EXCERPTED DATA: Begin

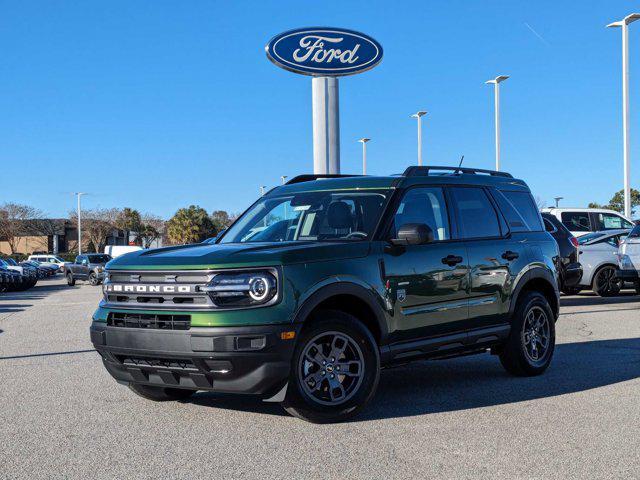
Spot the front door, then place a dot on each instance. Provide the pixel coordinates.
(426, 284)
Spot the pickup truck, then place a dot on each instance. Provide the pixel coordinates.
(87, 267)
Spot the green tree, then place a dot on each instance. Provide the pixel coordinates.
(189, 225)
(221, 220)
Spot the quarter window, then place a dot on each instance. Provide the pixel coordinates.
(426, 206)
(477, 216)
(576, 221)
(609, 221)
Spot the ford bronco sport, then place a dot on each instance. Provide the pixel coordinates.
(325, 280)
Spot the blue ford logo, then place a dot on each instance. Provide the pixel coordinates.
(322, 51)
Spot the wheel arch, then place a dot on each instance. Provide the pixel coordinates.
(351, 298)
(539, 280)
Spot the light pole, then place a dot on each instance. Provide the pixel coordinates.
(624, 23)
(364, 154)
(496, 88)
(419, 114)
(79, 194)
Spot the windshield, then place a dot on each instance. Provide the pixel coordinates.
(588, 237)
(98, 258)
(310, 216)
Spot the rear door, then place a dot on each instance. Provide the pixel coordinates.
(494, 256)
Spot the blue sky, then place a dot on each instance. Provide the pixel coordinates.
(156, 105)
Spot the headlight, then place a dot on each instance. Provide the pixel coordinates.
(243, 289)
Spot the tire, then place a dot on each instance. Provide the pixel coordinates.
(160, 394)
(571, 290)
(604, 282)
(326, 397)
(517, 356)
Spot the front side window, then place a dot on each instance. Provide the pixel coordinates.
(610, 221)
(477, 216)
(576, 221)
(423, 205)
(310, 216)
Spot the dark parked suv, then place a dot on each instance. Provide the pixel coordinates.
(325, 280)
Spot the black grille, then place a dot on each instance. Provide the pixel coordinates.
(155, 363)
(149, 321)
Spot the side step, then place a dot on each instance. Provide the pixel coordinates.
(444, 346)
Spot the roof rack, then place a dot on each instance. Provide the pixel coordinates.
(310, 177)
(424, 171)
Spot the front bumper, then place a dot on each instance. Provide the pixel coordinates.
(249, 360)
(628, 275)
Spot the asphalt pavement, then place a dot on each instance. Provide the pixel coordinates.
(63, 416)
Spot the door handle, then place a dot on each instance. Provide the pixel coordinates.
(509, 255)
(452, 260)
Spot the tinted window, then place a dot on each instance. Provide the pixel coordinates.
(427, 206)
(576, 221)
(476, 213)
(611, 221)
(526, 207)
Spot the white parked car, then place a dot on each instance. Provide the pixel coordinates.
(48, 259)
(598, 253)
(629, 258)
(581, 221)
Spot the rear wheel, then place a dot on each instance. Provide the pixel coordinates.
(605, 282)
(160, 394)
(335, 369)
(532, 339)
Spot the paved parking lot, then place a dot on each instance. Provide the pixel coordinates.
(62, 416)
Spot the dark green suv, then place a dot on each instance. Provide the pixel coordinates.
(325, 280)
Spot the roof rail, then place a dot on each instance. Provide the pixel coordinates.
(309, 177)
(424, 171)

EXCERPTED DATA: End
EXCERPTED DATA: Begin

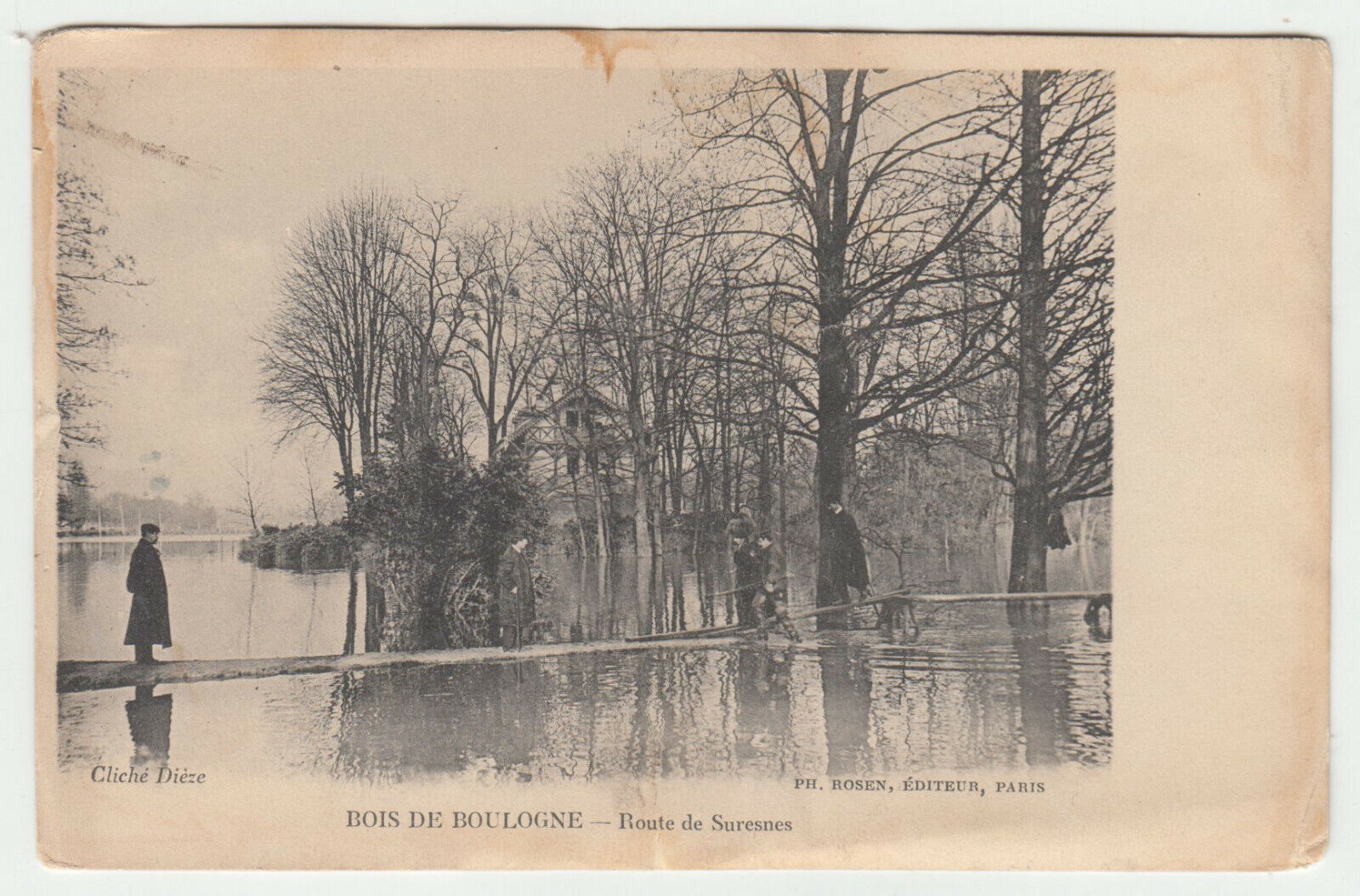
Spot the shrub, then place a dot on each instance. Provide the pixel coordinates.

EXCERPTED DATA: End
EXCERPTED DATA: Begin

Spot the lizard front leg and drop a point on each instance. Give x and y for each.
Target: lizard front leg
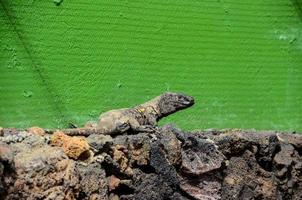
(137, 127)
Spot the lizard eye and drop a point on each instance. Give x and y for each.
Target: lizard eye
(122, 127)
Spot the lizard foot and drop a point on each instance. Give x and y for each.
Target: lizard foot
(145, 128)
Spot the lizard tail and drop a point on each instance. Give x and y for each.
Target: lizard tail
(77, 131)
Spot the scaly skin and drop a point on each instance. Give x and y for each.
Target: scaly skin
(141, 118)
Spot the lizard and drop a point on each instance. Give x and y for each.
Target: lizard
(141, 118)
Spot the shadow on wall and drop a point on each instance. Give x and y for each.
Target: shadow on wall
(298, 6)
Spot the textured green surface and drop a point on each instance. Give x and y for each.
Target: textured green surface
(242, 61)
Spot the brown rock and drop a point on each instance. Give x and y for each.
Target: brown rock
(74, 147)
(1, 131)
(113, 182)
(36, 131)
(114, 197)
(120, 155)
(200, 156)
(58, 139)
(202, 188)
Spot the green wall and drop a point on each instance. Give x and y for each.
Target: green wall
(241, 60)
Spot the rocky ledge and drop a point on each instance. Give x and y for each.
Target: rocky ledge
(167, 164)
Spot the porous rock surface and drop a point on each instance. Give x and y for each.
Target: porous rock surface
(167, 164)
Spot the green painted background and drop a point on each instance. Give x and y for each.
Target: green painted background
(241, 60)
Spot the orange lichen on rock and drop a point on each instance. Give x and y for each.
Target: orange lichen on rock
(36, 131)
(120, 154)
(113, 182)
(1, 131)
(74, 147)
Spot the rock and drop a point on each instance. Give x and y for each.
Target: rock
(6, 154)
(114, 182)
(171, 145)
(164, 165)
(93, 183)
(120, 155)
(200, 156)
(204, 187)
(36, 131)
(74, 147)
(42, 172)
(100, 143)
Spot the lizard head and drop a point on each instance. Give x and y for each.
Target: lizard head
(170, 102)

EXCERPTED DATA: End

_WHAT THIS TASK INVOLVES_
In the data above, find the line with "Target: lizard front leg" and the line with "Spot the brown". Please copy exactly those two lines and every line between them, but not the pictures.

_OUTPUT OF THE EXERCISE_
Target: lizard front leg
(137, 127)
Spot the lizard eye and drop a point on each instance. Give x and y for each.
Target: lizard eye
(122, 127)
Spot the lizard foot and drop a point on each instance. Give x and y for each.
Target: lizard foot
(145, 128)
Spot the lizard tail and drop a point on each instance. Give x and y for each.
Target: lizard tail
(77, 131)
Spot the scaly skin and drop a point on each instance. Give x and y for each.
Target: scaly skin
(141, 118)
Spot the lizard and drop a point on each instance. Give x and y for each.
Target: lizard
(141, 118)
Spot the shadow on wall and drop a point on each instance. Give x and y for each.
Target: shadow on wall
(298, 6)
Spot the textured green surface and drop a point on each instance. Give x and y for each.
Target: textured green surface
(242, 61)
Spot the brown rock and drop a point on each instance. Give x and y for each.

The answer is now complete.